Written instruction: Rewrite the lines below, replacing "pointer" with "marker" and leaving everything else unchanged.

+++ Supplied records

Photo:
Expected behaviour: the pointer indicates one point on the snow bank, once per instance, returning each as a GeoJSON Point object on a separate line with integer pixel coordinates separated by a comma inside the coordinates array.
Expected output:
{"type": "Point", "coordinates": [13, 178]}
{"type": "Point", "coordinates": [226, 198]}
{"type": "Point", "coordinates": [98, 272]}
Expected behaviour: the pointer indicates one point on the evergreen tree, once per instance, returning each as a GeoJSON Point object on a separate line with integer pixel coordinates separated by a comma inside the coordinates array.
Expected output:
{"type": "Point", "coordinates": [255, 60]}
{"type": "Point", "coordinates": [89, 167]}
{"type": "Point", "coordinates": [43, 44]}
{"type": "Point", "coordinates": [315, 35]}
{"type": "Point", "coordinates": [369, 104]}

++++++

The completed task:
Photo:
Expected behaviour: the marker indicates one point on the snow bank, once per instance, returning each as a GeoJSON Point object on a separate line with integer pixel coordinates separated by a comma inside the coordinates array.
Expected output:
{"type": "Point", "coordinates": [13, 178]}
{"type": "Point", "coordinates": [226, 198]}
{"type": "Point", "coordinates": [98, 272]}
Expected behaviour: the marker indicates one point on the evergreen tree, once per instance, returning each as a GeoJSON Point object on a separate line with integer pixel coordinates separated by a comma inside the coordinates array.
Expected output:
{"type": "Point", "coordinates": [255, 60]}
{"type": "Point", "coordinates": [89, 167]}
{"type": "Point", "coordinates": [43, 44]}
{"type": "Point", "coordinates": [315, 35]}
{"type": "Point", "coordinates": [369, 104]}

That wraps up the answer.